__Extracted records__

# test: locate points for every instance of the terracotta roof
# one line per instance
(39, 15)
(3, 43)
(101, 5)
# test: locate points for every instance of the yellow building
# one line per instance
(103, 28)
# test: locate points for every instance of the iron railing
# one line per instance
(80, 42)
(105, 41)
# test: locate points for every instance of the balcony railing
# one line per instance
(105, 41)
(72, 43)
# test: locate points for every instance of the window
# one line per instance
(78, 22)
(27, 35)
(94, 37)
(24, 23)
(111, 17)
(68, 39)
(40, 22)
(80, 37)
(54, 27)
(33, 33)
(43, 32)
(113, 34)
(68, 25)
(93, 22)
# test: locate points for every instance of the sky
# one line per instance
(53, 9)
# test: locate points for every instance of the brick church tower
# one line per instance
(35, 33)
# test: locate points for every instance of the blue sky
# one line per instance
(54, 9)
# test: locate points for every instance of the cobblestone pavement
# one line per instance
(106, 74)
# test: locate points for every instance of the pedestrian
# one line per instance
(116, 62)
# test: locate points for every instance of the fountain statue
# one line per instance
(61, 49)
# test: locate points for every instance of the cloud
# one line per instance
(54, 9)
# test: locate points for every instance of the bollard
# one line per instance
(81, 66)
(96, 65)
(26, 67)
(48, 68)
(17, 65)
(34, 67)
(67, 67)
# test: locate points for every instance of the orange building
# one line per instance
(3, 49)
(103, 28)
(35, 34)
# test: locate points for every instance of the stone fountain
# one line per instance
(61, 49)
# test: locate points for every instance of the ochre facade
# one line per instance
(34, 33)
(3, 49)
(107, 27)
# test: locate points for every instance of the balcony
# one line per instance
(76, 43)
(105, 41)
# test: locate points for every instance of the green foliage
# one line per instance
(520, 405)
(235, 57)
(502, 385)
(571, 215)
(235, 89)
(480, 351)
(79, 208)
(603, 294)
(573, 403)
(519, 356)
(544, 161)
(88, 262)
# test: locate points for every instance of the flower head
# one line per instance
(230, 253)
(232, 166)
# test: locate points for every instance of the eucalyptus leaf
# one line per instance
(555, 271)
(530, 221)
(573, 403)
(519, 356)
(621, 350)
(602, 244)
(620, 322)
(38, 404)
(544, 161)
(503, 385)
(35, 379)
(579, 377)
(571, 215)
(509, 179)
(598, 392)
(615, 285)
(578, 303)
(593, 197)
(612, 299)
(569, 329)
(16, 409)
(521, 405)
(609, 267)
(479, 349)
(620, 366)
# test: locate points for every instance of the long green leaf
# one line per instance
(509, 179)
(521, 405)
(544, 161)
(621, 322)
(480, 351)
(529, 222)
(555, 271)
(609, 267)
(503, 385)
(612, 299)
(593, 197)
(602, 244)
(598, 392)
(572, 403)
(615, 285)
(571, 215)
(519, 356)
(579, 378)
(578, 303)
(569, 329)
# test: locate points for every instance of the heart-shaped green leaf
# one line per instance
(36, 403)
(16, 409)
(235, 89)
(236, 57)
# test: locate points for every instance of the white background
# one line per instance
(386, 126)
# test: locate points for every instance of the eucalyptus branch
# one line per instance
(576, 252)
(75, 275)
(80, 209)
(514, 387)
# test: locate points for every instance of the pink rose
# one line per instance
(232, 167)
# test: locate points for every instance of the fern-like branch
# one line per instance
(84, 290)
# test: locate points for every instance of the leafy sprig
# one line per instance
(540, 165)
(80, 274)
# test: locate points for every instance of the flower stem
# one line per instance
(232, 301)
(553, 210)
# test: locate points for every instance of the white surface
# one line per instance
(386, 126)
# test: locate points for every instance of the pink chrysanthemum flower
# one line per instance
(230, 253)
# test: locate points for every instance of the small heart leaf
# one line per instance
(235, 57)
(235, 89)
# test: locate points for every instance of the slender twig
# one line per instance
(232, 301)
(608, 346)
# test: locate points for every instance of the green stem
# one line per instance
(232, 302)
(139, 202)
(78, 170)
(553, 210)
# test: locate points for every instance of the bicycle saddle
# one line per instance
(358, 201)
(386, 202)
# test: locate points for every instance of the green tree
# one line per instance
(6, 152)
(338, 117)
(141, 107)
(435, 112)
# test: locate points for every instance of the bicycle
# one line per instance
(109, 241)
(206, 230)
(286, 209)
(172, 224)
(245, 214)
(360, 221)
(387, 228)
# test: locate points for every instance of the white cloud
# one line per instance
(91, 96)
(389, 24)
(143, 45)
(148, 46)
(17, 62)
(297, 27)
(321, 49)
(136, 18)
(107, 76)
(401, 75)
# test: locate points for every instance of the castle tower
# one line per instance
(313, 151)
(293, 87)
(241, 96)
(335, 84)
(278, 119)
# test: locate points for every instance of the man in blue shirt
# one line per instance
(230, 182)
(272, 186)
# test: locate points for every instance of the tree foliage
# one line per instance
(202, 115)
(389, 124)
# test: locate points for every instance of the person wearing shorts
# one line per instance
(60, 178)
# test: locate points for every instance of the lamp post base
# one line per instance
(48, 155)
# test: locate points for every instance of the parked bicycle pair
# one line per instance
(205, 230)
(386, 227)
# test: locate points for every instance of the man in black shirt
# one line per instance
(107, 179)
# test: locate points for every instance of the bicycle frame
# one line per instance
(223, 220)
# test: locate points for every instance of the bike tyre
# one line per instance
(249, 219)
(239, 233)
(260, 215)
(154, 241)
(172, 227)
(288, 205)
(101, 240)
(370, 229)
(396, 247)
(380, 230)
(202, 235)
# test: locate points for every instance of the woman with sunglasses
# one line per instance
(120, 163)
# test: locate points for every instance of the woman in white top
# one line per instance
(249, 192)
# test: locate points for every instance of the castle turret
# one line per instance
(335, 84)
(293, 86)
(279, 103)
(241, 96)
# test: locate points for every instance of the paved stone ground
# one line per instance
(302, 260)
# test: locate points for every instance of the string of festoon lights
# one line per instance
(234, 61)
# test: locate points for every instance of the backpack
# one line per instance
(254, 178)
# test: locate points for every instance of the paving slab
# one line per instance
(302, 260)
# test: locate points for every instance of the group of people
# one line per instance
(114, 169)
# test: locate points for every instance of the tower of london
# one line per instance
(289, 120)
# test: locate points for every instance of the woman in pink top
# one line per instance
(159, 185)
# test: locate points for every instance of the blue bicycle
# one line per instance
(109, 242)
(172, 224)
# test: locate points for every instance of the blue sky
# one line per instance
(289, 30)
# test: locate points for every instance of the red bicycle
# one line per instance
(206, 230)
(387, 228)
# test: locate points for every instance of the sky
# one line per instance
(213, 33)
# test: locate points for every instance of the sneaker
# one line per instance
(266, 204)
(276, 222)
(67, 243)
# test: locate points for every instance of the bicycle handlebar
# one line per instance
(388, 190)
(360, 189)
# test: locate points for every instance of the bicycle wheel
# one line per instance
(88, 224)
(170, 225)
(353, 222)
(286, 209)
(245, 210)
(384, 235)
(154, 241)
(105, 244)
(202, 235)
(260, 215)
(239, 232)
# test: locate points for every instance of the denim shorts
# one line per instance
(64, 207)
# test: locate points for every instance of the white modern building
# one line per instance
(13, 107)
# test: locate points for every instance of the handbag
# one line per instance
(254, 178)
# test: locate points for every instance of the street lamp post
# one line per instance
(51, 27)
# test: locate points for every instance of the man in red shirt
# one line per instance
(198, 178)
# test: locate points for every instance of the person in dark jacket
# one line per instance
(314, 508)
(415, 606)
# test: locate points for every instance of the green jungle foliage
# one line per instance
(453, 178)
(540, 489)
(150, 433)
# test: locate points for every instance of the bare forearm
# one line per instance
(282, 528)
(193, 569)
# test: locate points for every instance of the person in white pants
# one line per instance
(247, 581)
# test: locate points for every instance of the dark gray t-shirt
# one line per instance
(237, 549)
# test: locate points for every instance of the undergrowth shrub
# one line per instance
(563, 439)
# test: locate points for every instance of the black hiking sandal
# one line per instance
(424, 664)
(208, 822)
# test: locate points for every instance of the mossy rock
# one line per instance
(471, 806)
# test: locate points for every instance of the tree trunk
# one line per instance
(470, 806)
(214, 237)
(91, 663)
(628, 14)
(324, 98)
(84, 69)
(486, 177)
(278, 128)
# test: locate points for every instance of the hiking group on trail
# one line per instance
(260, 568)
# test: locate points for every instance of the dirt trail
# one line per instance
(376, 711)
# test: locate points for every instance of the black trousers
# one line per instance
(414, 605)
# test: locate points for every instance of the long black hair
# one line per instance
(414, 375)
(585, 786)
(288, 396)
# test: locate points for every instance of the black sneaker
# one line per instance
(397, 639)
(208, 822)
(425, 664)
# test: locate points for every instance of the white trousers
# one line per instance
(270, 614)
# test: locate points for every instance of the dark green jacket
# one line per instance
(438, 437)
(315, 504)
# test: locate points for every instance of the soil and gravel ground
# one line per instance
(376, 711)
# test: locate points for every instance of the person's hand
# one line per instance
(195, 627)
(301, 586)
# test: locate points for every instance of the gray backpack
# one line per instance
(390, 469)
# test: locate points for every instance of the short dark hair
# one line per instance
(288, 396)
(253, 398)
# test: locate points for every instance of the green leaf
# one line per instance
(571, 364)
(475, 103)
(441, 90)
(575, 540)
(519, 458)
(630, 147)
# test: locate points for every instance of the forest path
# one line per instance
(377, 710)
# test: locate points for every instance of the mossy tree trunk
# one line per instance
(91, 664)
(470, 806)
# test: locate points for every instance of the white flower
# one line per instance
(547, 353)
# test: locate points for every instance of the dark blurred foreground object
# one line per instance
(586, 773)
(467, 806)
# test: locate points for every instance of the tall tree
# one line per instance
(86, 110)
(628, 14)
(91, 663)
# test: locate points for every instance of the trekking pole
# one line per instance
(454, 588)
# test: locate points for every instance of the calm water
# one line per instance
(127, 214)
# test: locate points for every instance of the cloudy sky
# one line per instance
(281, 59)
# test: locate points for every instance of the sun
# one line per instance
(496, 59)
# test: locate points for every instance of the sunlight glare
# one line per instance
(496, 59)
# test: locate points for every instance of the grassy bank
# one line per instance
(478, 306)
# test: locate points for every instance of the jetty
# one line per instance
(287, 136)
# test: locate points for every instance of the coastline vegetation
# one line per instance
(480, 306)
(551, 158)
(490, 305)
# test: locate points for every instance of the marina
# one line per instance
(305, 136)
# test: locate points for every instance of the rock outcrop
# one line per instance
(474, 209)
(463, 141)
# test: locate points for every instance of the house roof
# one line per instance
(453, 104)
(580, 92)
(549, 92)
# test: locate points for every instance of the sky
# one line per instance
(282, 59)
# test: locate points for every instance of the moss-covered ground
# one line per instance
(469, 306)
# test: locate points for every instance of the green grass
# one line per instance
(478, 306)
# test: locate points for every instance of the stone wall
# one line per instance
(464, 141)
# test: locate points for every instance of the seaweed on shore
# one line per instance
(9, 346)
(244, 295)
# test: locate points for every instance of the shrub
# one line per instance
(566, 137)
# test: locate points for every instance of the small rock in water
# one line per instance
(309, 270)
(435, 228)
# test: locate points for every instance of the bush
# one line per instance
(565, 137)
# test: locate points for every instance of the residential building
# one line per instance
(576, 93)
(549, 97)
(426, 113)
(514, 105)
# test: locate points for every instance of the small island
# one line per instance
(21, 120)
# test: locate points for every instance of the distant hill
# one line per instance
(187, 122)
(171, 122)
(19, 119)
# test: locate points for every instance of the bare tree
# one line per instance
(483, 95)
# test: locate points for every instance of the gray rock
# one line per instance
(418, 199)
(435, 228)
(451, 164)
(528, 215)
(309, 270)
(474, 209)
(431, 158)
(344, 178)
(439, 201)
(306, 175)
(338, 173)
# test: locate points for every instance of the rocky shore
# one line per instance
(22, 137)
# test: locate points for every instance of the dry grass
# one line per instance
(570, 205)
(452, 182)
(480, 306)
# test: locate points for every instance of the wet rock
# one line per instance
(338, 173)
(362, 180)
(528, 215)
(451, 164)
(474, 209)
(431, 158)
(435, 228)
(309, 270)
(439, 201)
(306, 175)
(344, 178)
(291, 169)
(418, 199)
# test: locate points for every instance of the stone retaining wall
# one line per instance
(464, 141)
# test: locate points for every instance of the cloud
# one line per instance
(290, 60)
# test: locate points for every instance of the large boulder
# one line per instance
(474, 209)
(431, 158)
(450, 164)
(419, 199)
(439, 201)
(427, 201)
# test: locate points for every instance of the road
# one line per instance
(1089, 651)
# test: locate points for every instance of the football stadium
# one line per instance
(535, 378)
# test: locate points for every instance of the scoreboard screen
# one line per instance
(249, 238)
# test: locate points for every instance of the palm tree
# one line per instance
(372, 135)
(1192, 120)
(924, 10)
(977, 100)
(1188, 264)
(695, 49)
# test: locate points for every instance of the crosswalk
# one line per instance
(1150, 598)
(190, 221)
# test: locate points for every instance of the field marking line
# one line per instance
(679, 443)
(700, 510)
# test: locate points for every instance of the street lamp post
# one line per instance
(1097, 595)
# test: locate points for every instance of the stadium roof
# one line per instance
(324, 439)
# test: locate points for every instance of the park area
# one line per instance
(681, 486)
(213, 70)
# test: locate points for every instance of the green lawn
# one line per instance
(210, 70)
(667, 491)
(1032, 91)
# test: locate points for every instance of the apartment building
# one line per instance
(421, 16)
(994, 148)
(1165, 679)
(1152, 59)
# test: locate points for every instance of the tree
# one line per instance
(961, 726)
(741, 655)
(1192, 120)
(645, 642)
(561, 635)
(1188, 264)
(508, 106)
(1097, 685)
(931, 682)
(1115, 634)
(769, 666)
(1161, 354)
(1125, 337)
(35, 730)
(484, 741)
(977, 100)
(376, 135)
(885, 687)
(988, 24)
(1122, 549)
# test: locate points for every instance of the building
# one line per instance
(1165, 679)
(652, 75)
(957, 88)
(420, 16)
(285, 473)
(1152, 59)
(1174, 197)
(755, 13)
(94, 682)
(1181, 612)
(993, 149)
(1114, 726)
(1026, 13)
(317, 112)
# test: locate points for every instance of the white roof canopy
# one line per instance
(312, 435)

__Exercise objective__
From the line containing "# test: locate points for every instance of the stone retaining" through the closing line of the material above, return every line exactly and omit all others.

__Result of the exercise__
# test: locate points for every instance of the stone retaining wall
# one line per instance
(464, 141)
# test: locate points for every instance of the cloud
# one line per instance
(290, 60)
# test: locate points for every instance of the large boulder
# one line per instance
(474, 209)
(431, 158)
(450, 164)
(419, 199)
(439, 201)
(427, 201)
# test: locate points for every instance of the road
# one line per instance
(1089, 651)
# test: locate points for every instance of the football stadium
# one line per instance
(535, 378)
# test: locate points for every instance of the scoreboard screen
# one line per instance
(249, 238)
# test: locate points for every instance of the palm tree
# one line per instance
(372, 135)
(1192, 120)
(924, 10)
(977, 100)
(1188, 264)
(695, 49)
# test: locate points for every instance of the crosswalk
# one line per instance
(1150, 598)
(190, 221)
# test: locate points for every instance of the field marking line
# one line per instance
(679, 443)
(700, 510)
# test: locate points for every instance of the street lamp post
# one line per instance
(1097, 595)
# test: locate points for every instance of the stadium roof
# one line per instance
(324, 439)
# test: locate points for every instance of the park area
# one line per instance
(681, 486)
(213, 70)
# test: locate points for every instance of the green lawn
# one line per instance
(210, 70)
(667, 491)
(1032, 91)
# test: locate points for every instance of the apartment building
# one line per instance
(421, 16)
(994, 148)
(1165, 679)
(1152, 59)
# test: locate points for every instance of the tree
# one line per instance
(961, 726)
(741, 655)
(1192, 120)
(645, 642)
(561, 635)
(1188, 264)
(508, 106)
(1097, 685)
(931, 682)
(1115, 634)
(769, 666)
(1161, 354)
(1125, 337)
(35, 730)
(484, 741)
(977, 100)
(376, 135)
(885, 687)
(988, 24)
(1122, 549)
# test: locate points for every instance of the building
# one line per instance
(1165, 679)
(652, 75)
(957, 88)
(420, 16)
(285, 473)
(1152, 59)
(1174, 197)
(755, 13)
(94, 682)
(1181, 612)
(993, 149)
(1114, 726)
(1026, 13)
(317, 112)
# test: locate points for every instance of the white roof canopy
# one line per instance
(312, 435)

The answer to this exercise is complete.